**Página:**

┏━━

Por Ricardo Rivas, periodista Twitter: @RtrivasRivas
El amanecer del día siguiente a la última Navidad fue espléndido. El sol quebró el horizonte con fuerza 27 minutos después de las 5 de aquella madrugada. No le fue fácil. Algunas nubes, muy pocas, defendían la nocturnidad para que la luna reinara en soledad un tiempo más. Caminé un poco entre las rosas amarillas, rojas y lilas en el parque de casa. La gramilla estaba húmeda. Respirar en ese entorno en el que los jazmines estrellados, las bignonias blancas, los jazmines de las Azores, las salvias microphillas, las rosas Pierre de Ronsard, los juncos de las Indias y las achiras te ofrendan sus más agradables perfumes, emociona. Mi corazón galopaba. Casi quebraba el silencio matinal. Busqué el que me pareció el mejor lugar para sentarme en una reposera debajo del cedro azul. Permanecí atento a cada emergencia natural. Una calandria cantaba con fuerza. Un benteveo, en su nido, tal vez unos cinco metros por encima de mí, parecía responderle en un tono mucho más alto. Ese pájaro soñador, como también se lo llama, claramente decidió, con su canto, ser el más notable. La casi ruralidad del entorno, silenciosa o adormecida permitía imaginar que los encuentros de Nochebuena se prolongaron hasta no mucho antes de que la calandria, el benteveo y yo despertáramos. Me puse de pie por unos segundos. Quise henchir mis pulmones con esos aires solo posibles en lo poco que queda de la pampa chata cercana al mar para terminar de expulsar a esa neumonía bilateral que, por varios días, me internó cuando regresé de Montevideo.

┗━━

**Datos:**
┏━━

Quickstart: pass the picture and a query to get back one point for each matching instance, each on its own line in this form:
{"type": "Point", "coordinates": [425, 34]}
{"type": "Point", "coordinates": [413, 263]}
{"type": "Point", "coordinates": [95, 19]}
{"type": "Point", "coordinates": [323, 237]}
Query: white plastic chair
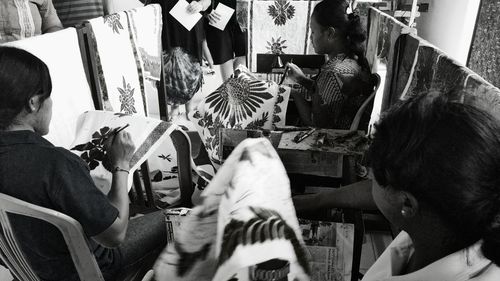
{"type": "Point", "coordinates": [72, 231]}
{"type": "Point", "coordinates": [359, 114]}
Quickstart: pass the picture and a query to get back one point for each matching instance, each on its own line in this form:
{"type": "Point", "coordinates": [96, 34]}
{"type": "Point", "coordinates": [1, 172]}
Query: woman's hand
{"type": "Point", "coordinates": [119, 150]}
{"type": "Point", "coordinates": [213, 17]}
{"type": "Point", "coordinates": [294, 73]}
{"type": "Point", "coordinates": [307, 202]}
{"type": "Point", "coordinates": [195, 7]}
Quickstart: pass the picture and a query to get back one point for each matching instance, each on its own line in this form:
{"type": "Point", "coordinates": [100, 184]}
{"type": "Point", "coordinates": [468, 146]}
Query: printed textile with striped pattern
{"type": "Point", "coordinates": [73, 12]}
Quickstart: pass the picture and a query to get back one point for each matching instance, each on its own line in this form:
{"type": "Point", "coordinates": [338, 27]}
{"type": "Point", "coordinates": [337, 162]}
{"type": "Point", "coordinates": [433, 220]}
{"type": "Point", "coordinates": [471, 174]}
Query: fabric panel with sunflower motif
{"type": "Point", "coordinates": [242, 102]}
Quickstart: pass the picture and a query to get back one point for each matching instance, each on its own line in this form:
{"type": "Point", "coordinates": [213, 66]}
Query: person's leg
{"type": "Point", "coordinates": [226, 69]}
{"type": "Point", "coordinates": [208, 55]}
{"type": "Point", "coordinates": [146, 238]}
{"type": "Point", "coordinates": [239, 61]}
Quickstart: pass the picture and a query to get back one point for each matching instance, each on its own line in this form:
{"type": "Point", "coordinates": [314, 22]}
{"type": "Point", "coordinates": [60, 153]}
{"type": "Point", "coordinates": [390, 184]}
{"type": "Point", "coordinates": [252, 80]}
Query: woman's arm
{"type": "Point", "coordinates": [295, 74]}
{"type": "Point", "coordinates": [357, 196]}
{"type": "Point", "coordinates": [303, 107]}
{"type": "Point", "coordinates": [50, 20]}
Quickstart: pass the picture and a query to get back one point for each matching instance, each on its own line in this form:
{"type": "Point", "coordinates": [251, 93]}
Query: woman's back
{"type": "Point", "coordinates": [340, 89]}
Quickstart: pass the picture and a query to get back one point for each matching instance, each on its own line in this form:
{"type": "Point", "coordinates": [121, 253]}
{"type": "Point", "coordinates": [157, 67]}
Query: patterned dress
{"type": "Point", "coordinates": [339, 90]}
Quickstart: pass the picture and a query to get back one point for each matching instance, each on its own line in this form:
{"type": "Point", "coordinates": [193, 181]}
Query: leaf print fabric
{"type": "Point", "coordinates": [242, 102]}
{"type": "Point", "coordinates": [281, 11]}
{"type": "Point", "coordinates": [127, 98]}
{"type": "Point", "coordinates": [121, 73]}
{"type": "Point", "coordinates": [250, 189]}
{"type": "Point", "coordinates": [94, 127]}
{"type": "Point", "coordinates": [113, 22]}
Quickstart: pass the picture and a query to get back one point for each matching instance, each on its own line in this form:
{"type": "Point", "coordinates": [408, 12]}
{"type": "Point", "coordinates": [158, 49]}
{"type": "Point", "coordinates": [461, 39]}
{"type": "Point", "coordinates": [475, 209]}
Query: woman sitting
{"type": "Point", "coordinates": [436, 167]}
{"type": "Point", "coordinates": [34, 170]}
{"type": "Point", "coordinates": [344, 81]}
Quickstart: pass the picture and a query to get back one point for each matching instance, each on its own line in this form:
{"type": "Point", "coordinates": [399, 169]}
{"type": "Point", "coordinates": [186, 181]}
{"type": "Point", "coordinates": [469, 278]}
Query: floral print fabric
{"type": "Point", "coordinates": [278, 27]}
{"type": "Point", "coordinates": [120, 73]}
{"type": "Point", "coordinates": [242, 102]}
{"type": "Point", "coordinates": [94, 127]}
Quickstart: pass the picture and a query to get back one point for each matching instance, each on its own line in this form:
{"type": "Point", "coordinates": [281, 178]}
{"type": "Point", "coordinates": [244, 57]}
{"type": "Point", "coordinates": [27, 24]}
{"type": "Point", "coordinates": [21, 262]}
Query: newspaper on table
{"type": "Point", "coordinates": [95, 127]}
{"type": "Point", "coordinates": [247, 217]}
{"type": "Point", "coordinates": [330, 246]}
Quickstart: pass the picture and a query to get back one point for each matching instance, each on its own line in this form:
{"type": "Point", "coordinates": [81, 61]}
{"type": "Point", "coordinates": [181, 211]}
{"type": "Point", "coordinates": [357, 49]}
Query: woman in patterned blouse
{"type": "Point", "coordinates": [344, 81]}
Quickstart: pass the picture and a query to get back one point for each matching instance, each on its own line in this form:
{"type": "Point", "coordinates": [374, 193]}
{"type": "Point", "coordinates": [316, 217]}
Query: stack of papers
{"type": "Point", "coordinates": [225, 14]}
{"type": "Point", "coordinates": [181, 14]}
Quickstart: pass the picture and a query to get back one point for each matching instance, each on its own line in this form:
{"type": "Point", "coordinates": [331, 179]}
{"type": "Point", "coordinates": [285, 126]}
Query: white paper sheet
{"type": "Point", "coordinates": [225, 13]}
{"type": "Point", "coordinates": [180, 13]}
{"type": "Point", "coordinates": [70, 90]}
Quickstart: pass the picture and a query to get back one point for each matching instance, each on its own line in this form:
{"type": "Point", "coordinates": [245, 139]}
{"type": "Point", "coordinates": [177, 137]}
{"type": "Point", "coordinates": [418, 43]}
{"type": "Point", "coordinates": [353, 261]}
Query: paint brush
{"type": "Point", "coordinates": [116, 131]}
{"type": "Point", "coordinates": [286, 71]}
{"type": "Point", "coordinates": [303, 135]}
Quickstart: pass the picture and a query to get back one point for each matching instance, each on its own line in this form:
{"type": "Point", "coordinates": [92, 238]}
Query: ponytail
{"type": "Point", "coordinates": [356, 36]}
{"type": "Point", "coordinates": [491, 241]}
{"type": "Point", "coordinates": [333, 13]}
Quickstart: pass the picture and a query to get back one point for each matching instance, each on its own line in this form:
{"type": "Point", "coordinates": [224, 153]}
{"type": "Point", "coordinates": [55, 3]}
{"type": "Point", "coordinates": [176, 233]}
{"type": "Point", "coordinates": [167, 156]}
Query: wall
{"type": "Point", "coordinates": [449, 24]}
{"type": "Point", "coordinates": [485, 53]}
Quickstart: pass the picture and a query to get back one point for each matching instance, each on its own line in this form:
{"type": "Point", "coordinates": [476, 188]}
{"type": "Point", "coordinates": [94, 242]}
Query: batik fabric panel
{"type": "Point", "coordinates": [94, 127]}
{"type": "Point", "coordinates": [384, 31]}
{"type": "Point", "coordinates": [71, 93]}
{"type": "Point", "coordinates": [146, 27]}
{"type": "Point", "coordinates": [242, 102]}
{"type": "Point", "coordinates": [247, 217]}
{"type": "Point", "coordinates": [278, 27]}
{"type": "Point", "coordinates": [73, 12]}
{"type": "Point", "coordinates": [120, 73]}
{"type": "Point", "coordinates": [424, 68]}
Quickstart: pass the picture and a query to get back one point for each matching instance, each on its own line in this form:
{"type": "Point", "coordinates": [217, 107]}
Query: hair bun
{"type": "Point", "coordinates": [354, 16]}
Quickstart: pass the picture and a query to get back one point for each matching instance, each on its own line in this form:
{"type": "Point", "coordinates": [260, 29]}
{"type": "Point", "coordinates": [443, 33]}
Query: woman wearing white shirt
{"type": "Point", "coordinates": [436, 166]}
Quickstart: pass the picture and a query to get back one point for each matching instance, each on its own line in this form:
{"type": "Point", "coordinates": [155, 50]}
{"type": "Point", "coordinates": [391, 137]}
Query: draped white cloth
{"type": "Point", "coordinates": [247, 217]}
{"type": "Point", "coordinates": [70, 90]}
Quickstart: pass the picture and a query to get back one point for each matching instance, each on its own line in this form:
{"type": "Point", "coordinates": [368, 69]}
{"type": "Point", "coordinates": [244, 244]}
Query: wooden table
{"type": "Point", "coordinates": [335, 158]}
{"type": "Point", "coordinates": [306, 157]}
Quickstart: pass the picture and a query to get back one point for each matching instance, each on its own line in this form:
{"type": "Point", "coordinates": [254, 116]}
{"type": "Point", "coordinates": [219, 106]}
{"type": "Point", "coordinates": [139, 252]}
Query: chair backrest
{"type": "Point", "coordinates": [357, 118]}
{"type": "Point", "coordinates": [72, 231]}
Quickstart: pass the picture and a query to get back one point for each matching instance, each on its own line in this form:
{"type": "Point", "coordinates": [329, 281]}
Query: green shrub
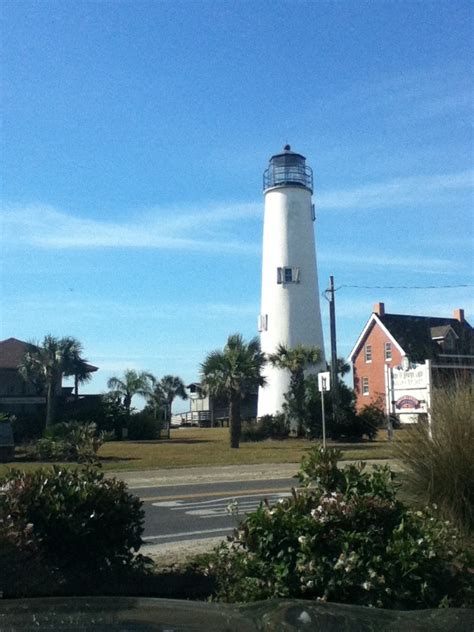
{"type": "Point", "coordinates": [27, 427]}
{"type": "Point", "coordinates": [440, 469]}
{"type": "Point", "coordinates": [143, 425]}
{"type": "Point", "coordinates": [72, 523]}
{"type": "Point", "coordinates": [267, 427]}
{"type": "Point", "coordinates": [69, 441]}
{"type": "Point", "coordinates": [343, 537]}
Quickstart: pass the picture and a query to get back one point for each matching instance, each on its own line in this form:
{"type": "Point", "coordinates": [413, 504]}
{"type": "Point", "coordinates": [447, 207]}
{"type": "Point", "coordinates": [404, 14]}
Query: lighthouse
{"type": "Point", "coordinates": [290, 312]}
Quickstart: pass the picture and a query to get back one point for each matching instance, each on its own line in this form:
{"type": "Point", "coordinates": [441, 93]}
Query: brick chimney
{"type": "Point", "coordinates": [379, 309]}
{"type": "Point", "coordinates": [459, 315]}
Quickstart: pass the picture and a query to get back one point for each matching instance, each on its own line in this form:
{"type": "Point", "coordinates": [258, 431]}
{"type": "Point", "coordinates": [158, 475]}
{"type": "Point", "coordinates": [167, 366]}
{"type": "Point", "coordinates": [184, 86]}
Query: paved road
{"type": "Point", "coordinates": [198, 511]}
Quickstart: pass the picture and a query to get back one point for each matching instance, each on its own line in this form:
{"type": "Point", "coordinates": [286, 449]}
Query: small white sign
{"type": "Point", "coordinates": [324, 381]}
{"type": "Point", "coordinates": [410, 389]}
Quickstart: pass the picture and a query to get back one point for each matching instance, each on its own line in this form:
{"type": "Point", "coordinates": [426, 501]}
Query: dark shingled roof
{"type": "Point", "coordinates": [12, 351]}
{"type": "Point", "coordinates": [414, 334]}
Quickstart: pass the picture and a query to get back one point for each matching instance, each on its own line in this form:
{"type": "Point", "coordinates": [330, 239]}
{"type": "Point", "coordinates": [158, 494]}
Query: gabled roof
{"type": "Point", "coordinates": [374, 318]}
{"type": "Point", "coordinates": [12, 351]}
{"type": "Point", "coordinates": [440, 332]}
{"type": "Point", "coordinates": [413, 334]}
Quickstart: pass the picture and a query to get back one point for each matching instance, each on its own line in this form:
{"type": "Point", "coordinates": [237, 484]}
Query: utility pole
{"type": "Point", "coordinates": [332, 325]}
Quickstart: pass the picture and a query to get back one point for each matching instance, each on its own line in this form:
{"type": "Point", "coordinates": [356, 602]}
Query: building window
{"type": "Point", "coordinates": [263, 322]}
{"type": "Point", "coordinates": [288, 275]}
{"type": "Point", "coordinates": [365, 386]}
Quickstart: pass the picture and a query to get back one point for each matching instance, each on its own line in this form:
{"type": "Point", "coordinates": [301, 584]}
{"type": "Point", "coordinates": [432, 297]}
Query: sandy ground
{"type": "Point", "coordinates": [178, 553]}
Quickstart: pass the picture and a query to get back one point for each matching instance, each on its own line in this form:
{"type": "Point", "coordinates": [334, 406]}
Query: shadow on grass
{"type": "Point", "coordinates": [170, 441]}
{"type": "Point", "coordinates": [116, 459]}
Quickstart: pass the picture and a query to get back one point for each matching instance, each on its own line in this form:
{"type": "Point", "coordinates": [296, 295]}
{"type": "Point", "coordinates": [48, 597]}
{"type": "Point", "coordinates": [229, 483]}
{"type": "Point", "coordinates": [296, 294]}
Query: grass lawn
{"type": "Point", "coordinates": [194, 447]}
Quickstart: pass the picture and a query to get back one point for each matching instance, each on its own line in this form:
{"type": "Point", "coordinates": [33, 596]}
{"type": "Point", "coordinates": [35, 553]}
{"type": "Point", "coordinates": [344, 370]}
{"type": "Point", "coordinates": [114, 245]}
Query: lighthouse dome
{"type": "Point", "coordinates": [288, 168]}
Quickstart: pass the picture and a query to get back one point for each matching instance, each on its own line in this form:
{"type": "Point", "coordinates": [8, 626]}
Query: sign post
{"type": "Point", "coordinates": [324, 384]}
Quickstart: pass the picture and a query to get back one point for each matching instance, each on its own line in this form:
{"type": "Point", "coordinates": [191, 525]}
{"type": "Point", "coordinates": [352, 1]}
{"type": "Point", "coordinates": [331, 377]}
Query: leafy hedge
{"type": "Point", "coordinates": [71, 524]}
{"type": "Point", "coordinates": [344, 537]}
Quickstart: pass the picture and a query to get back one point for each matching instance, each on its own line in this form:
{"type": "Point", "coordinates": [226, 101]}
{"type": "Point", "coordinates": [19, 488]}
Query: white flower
{"type": "Point", "coordinates": [304, 617]}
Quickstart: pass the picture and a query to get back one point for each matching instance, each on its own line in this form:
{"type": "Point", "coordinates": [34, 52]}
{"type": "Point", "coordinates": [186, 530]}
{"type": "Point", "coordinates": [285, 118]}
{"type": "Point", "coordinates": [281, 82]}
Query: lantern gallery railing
{"type": "Point", "coordinates": [300, 175]}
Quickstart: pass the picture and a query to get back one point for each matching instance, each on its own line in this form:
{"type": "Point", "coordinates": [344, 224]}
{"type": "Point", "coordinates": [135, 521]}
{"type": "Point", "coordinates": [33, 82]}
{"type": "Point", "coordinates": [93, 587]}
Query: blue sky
{"type": "Point", "coordinates": [135, 135]}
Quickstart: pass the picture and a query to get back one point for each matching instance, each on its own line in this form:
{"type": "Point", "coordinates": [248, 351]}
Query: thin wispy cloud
{"type": "Point", "coordinates": [207, 229]}
{"type": "Point", "coordinates": [45, 227]}
{"type": "Point", "coordinates": [412, 190]}
{"type": "Point", "coordinates": [426, 264]}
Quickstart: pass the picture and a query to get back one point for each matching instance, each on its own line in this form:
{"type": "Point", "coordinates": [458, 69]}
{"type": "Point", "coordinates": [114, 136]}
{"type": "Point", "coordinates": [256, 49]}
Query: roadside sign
{"type": "Point", "coordinates": [324, 381]}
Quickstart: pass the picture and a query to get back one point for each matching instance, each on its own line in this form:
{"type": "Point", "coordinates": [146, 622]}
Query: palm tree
{"type": "Point", "coordinates": [234, 372]}
{"type": "Point", "coordinates": [168, 388]}
{"type": "Point", "coordinates": [47, 364]}
{"type": "Point", "coordinates": [296, 361]}
{"type": "Point", "coordinates": [132, 383]}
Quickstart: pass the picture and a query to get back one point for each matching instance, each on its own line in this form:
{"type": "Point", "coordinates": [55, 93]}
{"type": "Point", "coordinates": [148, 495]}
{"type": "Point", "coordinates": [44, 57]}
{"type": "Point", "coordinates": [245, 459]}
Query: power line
{"type": "Point", "coordinates": [403, 287]}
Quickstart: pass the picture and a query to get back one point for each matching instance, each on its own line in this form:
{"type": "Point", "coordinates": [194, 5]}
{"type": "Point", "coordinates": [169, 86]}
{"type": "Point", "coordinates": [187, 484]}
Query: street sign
{"type": "Point", "coordinates": [324, 381]}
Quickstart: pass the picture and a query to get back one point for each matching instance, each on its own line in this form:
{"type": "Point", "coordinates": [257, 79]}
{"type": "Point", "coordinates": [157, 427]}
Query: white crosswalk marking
{"type": "Point", "coordinates": [220, 506]}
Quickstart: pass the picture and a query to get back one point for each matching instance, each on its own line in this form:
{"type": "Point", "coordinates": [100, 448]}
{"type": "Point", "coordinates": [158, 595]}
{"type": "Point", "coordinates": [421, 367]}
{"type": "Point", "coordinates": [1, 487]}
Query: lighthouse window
{"type": "Point", "coordinates": [263, 322]}
{"type": "Point", "coordinates": [288, 275]}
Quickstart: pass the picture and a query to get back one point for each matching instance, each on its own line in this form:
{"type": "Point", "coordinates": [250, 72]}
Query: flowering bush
{"type": "Point", "coordinates": [343, 537]}
{"type": "Point", "coordinates": [70, 523]}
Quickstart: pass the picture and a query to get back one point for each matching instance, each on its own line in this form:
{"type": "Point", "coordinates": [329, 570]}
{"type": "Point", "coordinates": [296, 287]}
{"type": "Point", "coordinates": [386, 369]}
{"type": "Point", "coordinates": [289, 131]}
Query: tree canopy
{"type": "Point", "coordinates": [295, 360]}
{"type": "Point", "coordinates": [48, 363]}
{"type": "Point", "coordinates": [234, 372]}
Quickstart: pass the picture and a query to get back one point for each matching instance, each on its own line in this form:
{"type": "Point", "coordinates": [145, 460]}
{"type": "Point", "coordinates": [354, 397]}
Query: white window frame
{"type": "Point", "coordinates": [365, 386]}
{"type": "Point", "coordinates": [292, 272]}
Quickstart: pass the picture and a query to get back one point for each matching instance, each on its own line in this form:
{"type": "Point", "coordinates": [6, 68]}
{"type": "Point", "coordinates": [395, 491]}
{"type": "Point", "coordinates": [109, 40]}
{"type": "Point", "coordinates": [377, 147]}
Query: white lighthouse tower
{"type": "Point", "coordinates": [290, 312]}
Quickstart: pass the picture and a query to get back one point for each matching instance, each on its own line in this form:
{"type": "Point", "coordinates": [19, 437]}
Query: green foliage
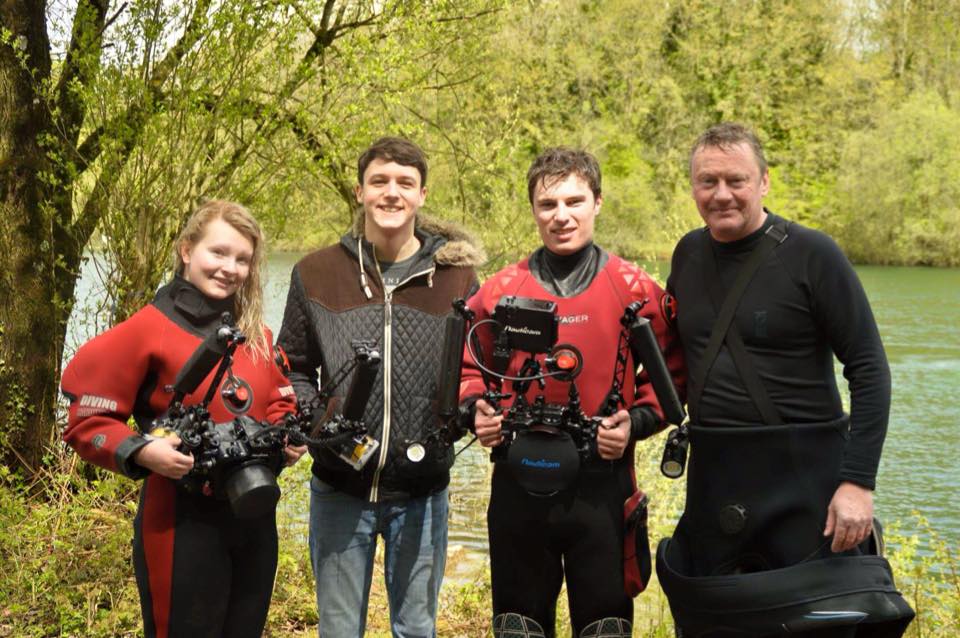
{"type": "Point", "coordinates": [897, 195]}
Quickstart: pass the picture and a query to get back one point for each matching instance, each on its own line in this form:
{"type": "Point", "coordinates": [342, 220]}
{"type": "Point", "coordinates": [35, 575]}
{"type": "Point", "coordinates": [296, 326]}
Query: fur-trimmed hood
{"type": "Point", "coordinates": [459, 247]}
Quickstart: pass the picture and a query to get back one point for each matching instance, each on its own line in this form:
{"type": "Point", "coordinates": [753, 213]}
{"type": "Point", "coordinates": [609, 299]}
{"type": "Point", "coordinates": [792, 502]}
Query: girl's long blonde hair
{"type": "Point", "coordinates": [248, 305]}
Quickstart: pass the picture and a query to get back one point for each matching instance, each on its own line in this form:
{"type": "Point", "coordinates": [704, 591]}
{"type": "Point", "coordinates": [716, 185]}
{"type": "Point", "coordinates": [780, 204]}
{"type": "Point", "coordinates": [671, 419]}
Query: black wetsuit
{"type": "Point", "coordinates": [536, 542]}
{"type": "Point", "coordinates": [803, 306]}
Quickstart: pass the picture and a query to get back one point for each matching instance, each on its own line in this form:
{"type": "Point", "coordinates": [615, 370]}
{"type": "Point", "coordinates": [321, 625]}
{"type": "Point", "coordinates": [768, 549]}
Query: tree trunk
{"type": "Point", "coordinates": [36, 290]}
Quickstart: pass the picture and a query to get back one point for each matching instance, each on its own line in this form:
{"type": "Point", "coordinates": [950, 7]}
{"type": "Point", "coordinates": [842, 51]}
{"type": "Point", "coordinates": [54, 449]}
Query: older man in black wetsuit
{"type": "Point", "coordinates": [779, 476]}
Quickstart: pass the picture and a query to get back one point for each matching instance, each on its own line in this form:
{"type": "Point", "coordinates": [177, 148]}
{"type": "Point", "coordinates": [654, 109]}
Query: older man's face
{"type": "Point", "coordinates": [729, 189]}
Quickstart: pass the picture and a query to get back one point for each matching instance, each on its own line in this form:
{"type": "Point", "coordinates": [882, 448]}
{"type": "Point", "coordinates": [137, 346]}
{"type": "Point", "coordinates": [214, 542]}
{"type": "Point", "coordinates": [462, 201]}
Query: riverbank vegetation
{"type": "Point", "coordinates": [67, 571]}
{"type": "Point", "coordinates": [117, 118]}
{"type": "Point", "coordinates": [121, 117]}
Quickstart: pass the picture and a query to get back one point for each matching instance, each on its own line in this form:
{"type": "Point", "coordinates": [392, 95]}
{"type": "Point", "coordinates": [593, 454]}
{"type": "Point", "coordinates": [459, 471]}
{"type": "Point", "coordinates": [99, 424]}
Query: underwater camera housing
{"type": "Point", "coordinates": [527, 324]}
{"type": "Point", "coordinates": [239, 460]}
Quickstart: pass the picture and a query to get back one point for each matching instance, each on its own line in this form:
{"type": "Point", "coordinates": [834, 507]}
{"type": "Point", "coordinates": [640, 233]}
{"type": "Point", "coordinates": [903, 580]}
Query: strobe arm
{"type": "Point", "coordinates": [646, 350]}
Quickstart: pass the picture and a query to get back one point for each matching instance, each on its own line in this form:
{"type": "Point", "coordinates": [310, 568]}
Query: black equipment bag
{"type": "Point", "coordinates": [748, 555]}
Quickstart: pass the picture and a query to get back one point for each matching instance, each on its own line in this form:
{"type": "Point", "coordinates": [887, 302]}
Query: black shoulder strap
{"type": "Point", "coordinates": [774, 236]}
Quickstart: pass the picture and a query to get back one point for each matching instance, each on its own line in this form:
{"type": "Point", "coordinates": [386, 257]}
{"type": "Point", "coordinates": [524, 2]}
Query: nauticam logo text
{"type": "Point", "coordinates": [541, 464]}
{"type": "Point", "coordinates": [522, 330]}
{"type": "Point", "coordinates": [101, 403]}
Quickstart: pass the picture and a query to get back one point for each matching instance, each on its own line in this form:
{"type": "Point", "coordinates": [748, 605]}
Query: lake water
{"type": "Point", "coordinates": [916, 309]}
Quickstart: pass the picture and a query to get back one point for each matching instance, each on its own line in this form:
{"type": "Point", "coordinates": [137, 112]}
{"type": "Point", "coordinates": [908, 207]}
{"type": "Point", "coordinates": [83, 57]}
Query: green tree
{"type": "Point", "coordinates": [897, 195]}
{"type": "Point", "coordinates": [156, 105]}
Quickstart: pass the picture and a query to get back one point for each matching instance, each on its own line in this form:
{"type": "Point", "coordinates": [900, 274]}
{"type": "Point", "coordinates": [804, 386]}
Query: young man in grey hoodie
{"type": "Point", "coordinates": [390, 281]}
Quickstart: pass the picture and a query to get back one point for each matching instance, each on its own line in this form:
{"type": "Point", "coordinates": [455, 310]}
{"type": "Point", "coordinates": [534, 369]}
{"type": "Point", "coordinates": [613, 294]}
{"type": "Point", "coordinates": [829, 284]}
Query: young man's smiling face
{"type": "Point", "coordinates": [391, 194]}
{"type": "Point", "coordinates": [565, 210]}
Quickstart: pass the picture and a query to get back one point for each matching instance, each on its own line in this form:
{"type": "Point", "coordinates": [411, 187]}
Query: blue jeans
{"type": "Point", "coordinates": [343, 541]}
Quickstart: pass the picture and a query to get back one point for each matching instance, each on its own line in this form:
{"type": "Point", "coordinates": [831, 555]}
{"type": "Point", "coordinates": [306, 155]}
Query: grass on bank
{"type": "Point", "coordinates": [65, 566]}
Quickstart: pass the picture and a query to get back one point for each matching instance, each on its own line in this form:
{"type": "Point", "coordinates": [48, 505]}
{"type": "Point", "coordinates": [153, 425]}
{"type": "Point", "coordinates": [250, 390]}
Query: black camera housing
{"type": "Point", "coordinates": [527, 324]}
{"type": "Point", "coordinates": [239, 460]}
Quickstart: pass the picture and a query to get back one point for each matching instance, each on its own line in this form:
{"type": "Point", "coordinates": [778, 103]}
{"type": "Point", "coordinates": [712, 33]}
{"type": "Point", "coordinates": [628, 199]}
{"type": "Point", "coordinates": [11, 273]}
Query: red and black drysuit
{"type": "Point", "coordinates": [200, 570]}
{"type": "Point", "coordinates": [578, 533]}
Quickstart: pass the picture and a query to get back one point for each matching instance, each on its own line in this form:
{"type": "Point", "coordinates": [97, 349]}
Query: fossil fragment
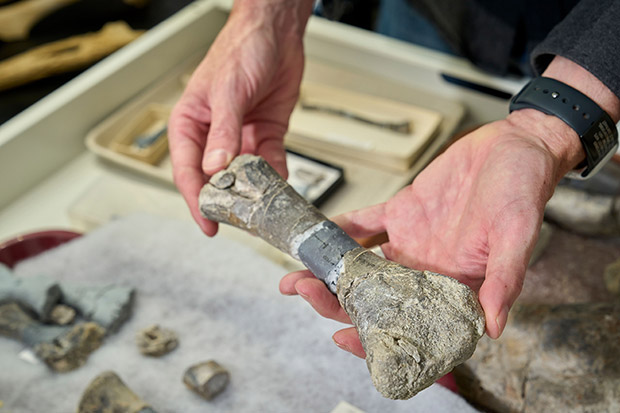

┗━━

**Tareas:**
- A) Explicá, según la página, por qué quien escribe se puso de pie por unos segundos.
- B) ¿A qué hora salió el sol el día después de la última Navidad, según la página?
- C) Pasá al inglés esta oración de la página: "Una calandria cantaba con fuerza."

**Soluciones:**
- A) Se puso de pie porque quería llenar los pulmones con el aire de lo poco que queda de la pampa chata cercana al mar. Así buscaba terminar de expulsar la neumonía bilateral que le había causado una internación de varios días al volver de Montevideo.

- B) A las 5:27 de la madrugada, 27 minutos después de las 5.

- C) A mockingbird was singing loudly.